Exercise prompt: Without the pictures, give the entries below again exactly as written.

Task data:
====
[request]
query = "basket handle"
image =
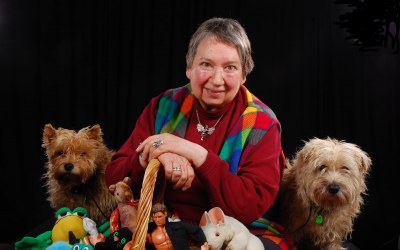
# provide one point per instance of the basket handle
(145, 204)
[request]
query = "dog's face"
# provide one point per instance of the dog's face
(331, 173)
(71, 155)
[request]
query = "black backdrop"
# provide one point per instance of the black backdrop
(77, 63)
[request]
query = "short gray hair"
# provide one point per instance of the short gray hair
(228, 31)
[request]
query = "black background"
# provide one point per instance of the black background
(78, 63)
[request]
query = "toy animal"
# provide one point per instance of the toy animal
(125, 214)
(75, 170)
(225, 232)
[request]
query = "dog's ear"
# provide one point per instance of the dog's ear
(365, 163)
(94, 132)
(112, 188)
(204, 220)
(49, 134)
(216, 215)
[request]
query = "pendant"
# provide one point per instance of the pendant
(204, 130)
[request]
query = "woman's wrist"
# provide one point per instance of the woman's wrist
(199, 155)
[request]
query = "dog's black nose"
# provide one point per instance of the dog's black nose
(68, 167)
(333, 188)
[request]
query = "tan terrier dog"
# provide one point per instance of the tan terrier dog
(75, 170)
(322, 192)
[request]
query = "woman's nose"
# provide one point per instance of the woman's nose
(218, 77)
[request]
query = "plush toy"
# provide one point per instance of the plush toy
(222, 230)
(81, 246)
(68, 229)
(125, 214)
(69, 225)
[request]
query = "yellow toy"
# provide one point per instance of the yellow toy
(69, 225)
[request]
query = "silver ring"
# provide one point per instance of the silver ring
(158, 143)
(176, 168)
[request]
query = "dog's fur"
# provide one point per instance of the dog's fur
(75, 170)
(326, 177)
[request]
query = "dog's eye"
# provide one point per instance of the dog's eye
(346, 169)
(59, 153)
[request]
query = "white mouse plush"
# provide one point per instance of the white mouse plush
(225, 232)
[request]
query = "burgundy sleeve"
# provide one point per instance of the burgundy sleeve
(125, 161)
(249, 194)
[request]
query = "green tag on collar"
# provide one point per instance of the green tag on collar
(319, 219)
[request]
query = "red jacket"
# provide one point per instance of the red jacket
(245, 196)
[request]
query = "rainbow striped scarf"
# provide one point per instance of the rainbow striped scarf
(173, 117)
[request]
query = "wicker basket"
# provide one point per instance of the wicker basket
(150, 186)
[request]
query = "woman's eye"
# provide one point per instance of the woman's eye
(231, 68)
(205, 65)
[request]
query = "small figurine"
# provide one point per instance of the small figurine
(116, 240)
(167, 235)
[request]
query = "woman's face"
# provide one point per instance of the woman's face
(216, 74)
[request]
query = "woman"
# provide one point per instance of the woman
(218, 144)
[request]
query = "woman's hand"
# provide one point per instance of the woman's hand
(175, 154)
(177, 170)
(156, 145)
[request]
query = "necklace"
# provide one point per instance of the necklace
(205, 130)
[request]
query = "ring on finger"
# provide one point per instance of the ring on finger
(157, 143)
(176, 168)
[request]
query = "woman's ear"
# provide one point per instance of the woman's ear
(188, 73)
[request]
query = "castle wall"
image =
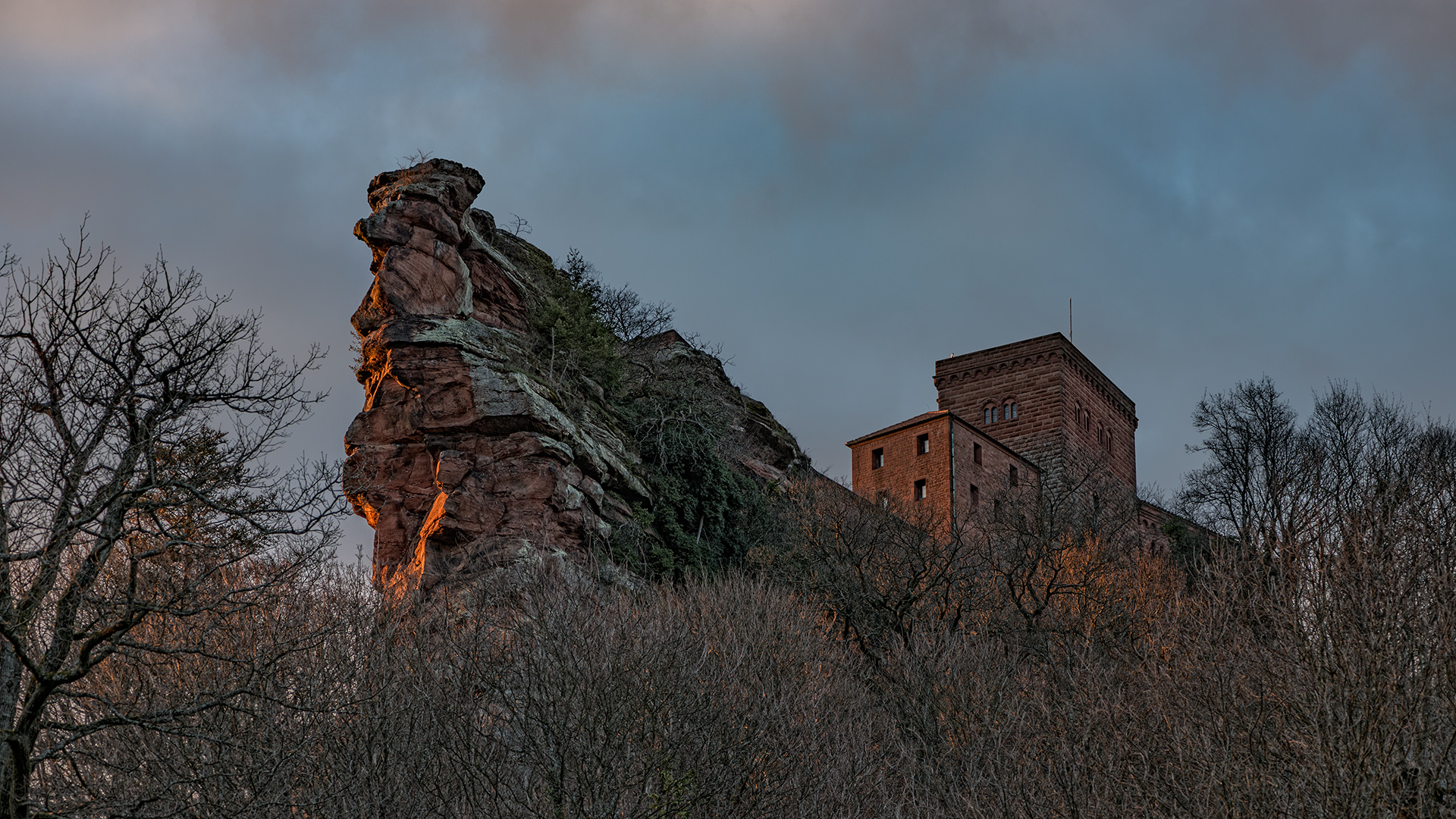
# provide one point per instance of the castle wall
(981, 477)
(903, 465)
(982, 466)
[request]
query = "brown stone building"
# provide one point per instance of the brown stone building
(1008, 414)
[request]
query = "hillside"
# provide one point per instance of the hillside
(516, 407)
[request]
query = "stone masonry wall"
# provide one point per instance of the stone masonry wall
(1047, 379)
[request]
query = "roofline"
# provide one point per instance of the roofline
(990, 438)
(906, 425)
(999, 353)
(941, 416)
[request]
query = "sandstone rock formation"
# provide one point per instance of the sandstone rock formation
(468, 453)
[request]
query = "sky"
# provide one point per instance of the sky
(836, 191)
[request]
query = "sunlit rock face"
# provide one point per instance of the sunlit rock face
(460, 458)
(472, 452)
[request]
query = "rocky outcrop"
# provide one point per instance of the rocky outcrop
(465, 455)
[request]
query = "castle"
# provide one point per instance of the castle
(1008, 414)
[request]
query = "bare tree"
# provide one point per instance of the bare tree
(134, 509)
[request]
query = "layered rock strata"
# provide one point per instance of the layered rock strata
(465, 457)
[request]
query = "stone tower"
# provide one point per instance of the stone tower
(1044, 400)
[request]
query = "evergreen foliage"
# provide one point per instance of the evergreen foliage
(705, 510)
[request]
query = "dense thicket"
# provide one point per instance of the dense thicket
(1037, 662)
(174, 646)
====
The reply:
[request]
query = "basket handle"
image =
# provide one point per instance of the basket handle
(145, 204)
[request]
query = "dog's face"
# provide one point per instance of the dog's face
(331, 173)
(71, 155)
[request]
query = "black backdrop"
# provide one point per instance of the black backdrop
(77, 63)
[request]
query = "short gray hair"
# provide one point per instance of the short gray hair
(228, 31)
[request]
query = "black background"
# provide one point per instance of the black background
(78, 63)
[request]
query = "toy animal"
# provide one point per instance of the toy animal
(125, 214)
(75, 170)
(225, 232)
[request]
query = "dog's ear"
# provide one point per instance of the dog's ear
(365, 163)
(94, 132)
(112, 188)
(204, 220)
(49, 134)
(216, 215)
[request]
query = "pendant"
# provide one point per instance of the pendant
(204, 130)
[request]
query = "woman's wrist"
# provide one point per instance of the woman's wrist
(199, 155)
[request]
query = "dog's black nose"
# provide one point per instance of the dog's black nose
(68, 167)
(333, 188)
[request]
query = "tan terrier dog"
# provide one point per instance of the tan terrier dog
(75, 170)
(322, 192)
[request]
query = "woman's nose"
# provide one point per instance of the woman's nose
(218, 77)
[request]
query = "plush toy"
# provide one point per instance of the plush toy
(222, 230)
(81, 246)
(68, 229)
(125, 214)
(69, 225)
[request]
query = "yellow toy"
# provide one point per instance of the yellow toy
(69, 225)
[request]
query = "silver ring"
# provide one point per instance of the silver ring
(158, 143)
(176, 168)
[request]
query = "dog's fur"
# provide one point per instance of the dog's fur
(75, 170)
(326, 177)
[request]
query = "dog's eye"
# provide one point per instance of the dog's eye
(346, 169)
(59, 153)
[request]
query = "white mouse plush"
# provide one point per instance of the white mouse plush
(225, 232)
[request]
query = "burgundy sleeve"
# provide one point per instance of the burgundy sleeve
(125, 161)
(249, 194)
[request]
query = "green tag on collar"
# provide one point per instance of the green tag on collar
(319, 219)
[request]
query = "red jacket"
# provide one point per instance of the red jacket
(245, 196)
[request]
query = "rainbow striped scarf"
# provide one point per instance of the rainbow striped scarf
(173, 117)
[request]
query = "wicker basket"
# provide one point per instance of the wicker basket
(150, 186)
[request]
query = "woman's eye"
# provide one point per instance of the woman's eye
(231, 68)
(205, 65)
[request]
query = "small figurine"
# provide one point per instance of the small figurine
(116, 240)
(167, 235)
[request]
query = "woman's face"
# provide one point per instance of the woman's face
(216, 74)
[request]
query = "woman"
# provide one point per instance of the woman
(218, 144)
[request]
query = "woman's hand"
# provide one point per instance of the woman's hand
(175, 154)
(177, 170)
(156, 145)
[request]
query = "necklace"
# provide one point per instance of the necklace
(205, 130)
[request]
query = "ring on finger"
# provide one point per instance of the ring on finger
(157, 143)
(176, 168)
[request]
query = "woman's ear"
# provide one point per instance of the woman's ear
(188, 73)
[request]
query = "castle wall"
image =
# provide one point per instance of the castle wall
(981, 477)
(903, 465)
(982, 466)
[request]
query = "brown stone building"
# provide one point per instance of the brown stone building
(1008, 414)
[request]
query = "hillside"
# provide one point per instance of the hillside
(516, 407)
[request]
query = "stone masonry wall"
# provide one point per instance of the stone masonry wall
(1047, 379)
[request]
query = "roofline"
# provide one point per instance of the roofline
(990, 438)
(906, 425)
(999, 353)
(941, 416)
[request]
query = "sandstone rock formation"
# provide one point per instance of the sandstone rock formation
(468, 453)
[request]
query = "sky"
# provide one point per instance of the sky
(836, 191)
[request]
query = "sunlit rock face"
# provide one point per instance of the sunlit rock face
(460, 458)
(472, 452)
[request]
query = "rocky outcrop"
# provide one point per instance of the rocky outcrop
(465, 455)
[request]
query = "castle"
# provide one point per instance of the castle
(1008, 414)
[request]
query = "bare tree"
# provide one point per instance of the bare tree
(134, 509)
[request]
query = "layered rock strata"
# provide one point per instance of the layered rock strata
(465, 457)
[request]
query = "stone tower"
# provide one point per instance of the stone tower
(1044, 400)
[request]
query = "evergreen foliage"
# provide one point per instance of the evergreen foliage
(705, 510)
[request]
query = "dense thicket"
# provide one point per instance of the dense thicket
(1037, 662)
(174, 646)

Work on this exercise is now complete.